TEXT PASSAGE:
----
I think what jin29 is saying is that he accepts a capacitor has DC blocking properties but doesn't understand how it's possible to read DC across a capacitor if it's supposed to block it.
What you'll find is that yes, you can read DC across a capacitor because a charge will build up on one plate relative to the other. Both plates of a capacitor will always store an equal and opposite charge. The plate at the higher voltage will always carry the positive charge, and the plate at the lower voltage will always carry the negative charge.
The difference between a capacitor and a resistor is that charge will continuously flow through a resistor (which is what causes current flow) whereas charge does not directly flow through a capacitor - it simply sits on the capacitor plates, the gap between them preventing any direct flow of charge. The only time charge will flow from one plate to the other is during a discharge, which under DC conditions the capacitor isn't going to do. It's only when you start talking about AC conditions that you'll get a continous charge/discharge situation and therefore only under AC conditions will charge (and therefore current) flow.
This is why a capacitor "blocks" DC. You'll still measure a voltage across it because the capacitor plates will become charged as a result of the potential difference across them, but once charged the gap between the plates prevents any actual charge flow. If you were to connect a capacitor and a resistor in parallel and then connect a DC potential difference at each end, once the capacitor had fully charged the only current flowing would be through the resistor.
I hope this clears things up a bit, and that I haven't confused you further... I also hope none of my explanation is too inaccurate
Brian
----
WORK TO COMPLETE:
1/ Translate this sentence from the capacitor post into Spanish: "Both plates of a capacitor will always store an equal and opposite charge."
2/ For each statement, say yes or no depending on whether it agrees with the capacitor post, and quote the words that decide it.
(a) The plate at the higher voltage carries the negative charge.
(b) Under DC conditions, the capacitor does not discharge.
(c) With a capacitor and a resistor in parallel across a DC potential difference, current flows only through the resistor once the capacitor is fully charged.
3/ Rewrite the paragraph of the capacitor post that begins "The difference between a capacitor and a resistor" as a short bulleted list, keeping its main facts.

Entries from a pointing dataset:
----
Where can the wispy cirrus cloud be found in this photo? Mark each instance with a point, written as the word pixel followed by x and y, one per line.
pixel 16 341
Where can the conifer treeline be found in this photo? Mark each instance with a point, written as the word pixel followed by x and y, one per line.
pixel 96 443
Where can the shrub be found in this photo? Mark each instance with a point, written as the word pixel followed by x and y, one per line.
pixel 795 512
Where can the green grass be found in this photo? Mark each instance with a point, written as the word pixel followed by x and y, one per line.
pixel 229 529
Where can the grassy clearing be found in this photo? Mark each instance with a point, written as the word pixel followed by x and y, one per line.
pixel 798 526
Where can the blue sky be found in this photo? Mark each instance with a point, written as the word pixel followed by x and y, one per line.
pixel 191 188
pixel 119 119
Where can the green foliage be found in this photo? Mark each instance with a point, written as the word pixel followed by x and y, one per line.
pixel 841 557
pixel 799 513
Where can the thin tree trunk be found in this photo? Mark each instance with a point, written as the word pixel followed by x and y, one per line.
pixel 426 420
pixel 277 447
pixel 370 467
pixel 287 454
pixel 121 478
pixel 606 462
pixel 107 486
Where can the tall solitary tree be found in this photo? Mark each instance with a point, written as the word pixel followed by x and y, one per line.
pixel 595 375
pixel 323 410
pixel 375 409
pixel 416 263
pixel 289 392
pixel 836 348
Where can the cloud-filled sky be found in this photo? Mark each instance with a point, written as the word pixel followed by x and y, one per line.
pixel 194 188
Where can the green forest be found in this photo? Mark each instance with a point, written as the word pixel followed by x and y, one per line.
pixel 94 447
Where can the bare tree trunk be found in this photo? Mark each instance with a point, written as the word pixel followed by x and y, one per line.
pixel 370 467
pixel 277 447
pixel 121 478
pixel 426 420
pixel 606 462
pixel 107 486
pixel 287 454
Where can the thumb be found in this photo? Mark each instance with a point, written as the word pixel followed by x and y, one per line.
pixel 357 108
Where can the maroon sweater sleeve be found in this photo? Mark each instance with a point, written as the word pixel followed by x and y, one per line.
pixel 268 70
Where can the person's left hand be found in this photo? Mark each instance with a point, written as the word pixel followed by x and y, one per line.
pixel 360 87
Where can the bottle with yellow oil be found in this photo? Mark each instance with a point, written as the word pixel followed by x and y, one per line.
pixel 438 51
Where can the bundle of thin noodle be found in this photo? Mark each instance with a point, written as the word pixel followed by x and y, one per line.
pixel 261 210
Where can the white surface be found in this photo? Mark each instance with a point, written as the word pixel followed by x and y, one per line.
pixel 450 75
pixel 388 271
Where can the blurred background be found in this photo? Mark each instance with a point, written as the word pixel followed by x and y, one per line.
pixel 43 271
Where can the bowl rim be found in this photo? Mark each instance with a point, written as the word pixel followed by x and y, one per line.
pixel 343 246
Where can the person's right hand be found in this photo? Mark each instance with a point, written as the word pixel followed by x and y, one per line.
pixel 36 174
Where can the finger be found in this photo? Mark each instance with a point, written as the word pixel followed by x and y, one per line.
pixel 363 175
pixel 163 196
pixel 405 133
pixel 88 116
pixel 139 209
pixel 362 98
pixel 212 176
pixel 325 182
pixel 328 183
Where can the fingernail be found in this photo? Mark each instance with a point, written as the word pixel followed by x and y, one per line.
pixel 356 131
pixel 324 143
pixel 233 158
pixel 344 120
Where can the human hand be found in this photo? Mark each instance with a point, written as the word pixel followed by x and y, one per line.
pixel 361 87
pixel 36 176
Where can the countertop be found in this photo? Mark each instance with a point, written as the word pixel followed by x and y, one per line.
----
FULL ANSWERS:
1/ Ambas placas de un condensador siempre almacenarán una carga igual y opuesta.

2/
(a) No: "The plate at the higher voltage will always carry the positive charge"
(b) Yes: "The only time charge will flow from one plate to the other is during a discharge, which under DC conditions the capacitor isn't going to do."
(c) Yes: "once the capacitor had fully charged the only current flowing would be through the resistor"

3/
- Charge flows continuously through a resistor, which causes current flow.
- Charge does not flow directly through a capacitor. It sits on the plates, and the gap between them prevents direct flow.
- Charge moves from one plate to the other only during a discharge, which does not happen under DC conditions.
- Under AC conditions the capacitor charges and discharges continuously, so only then does charge, and therefore current, flow.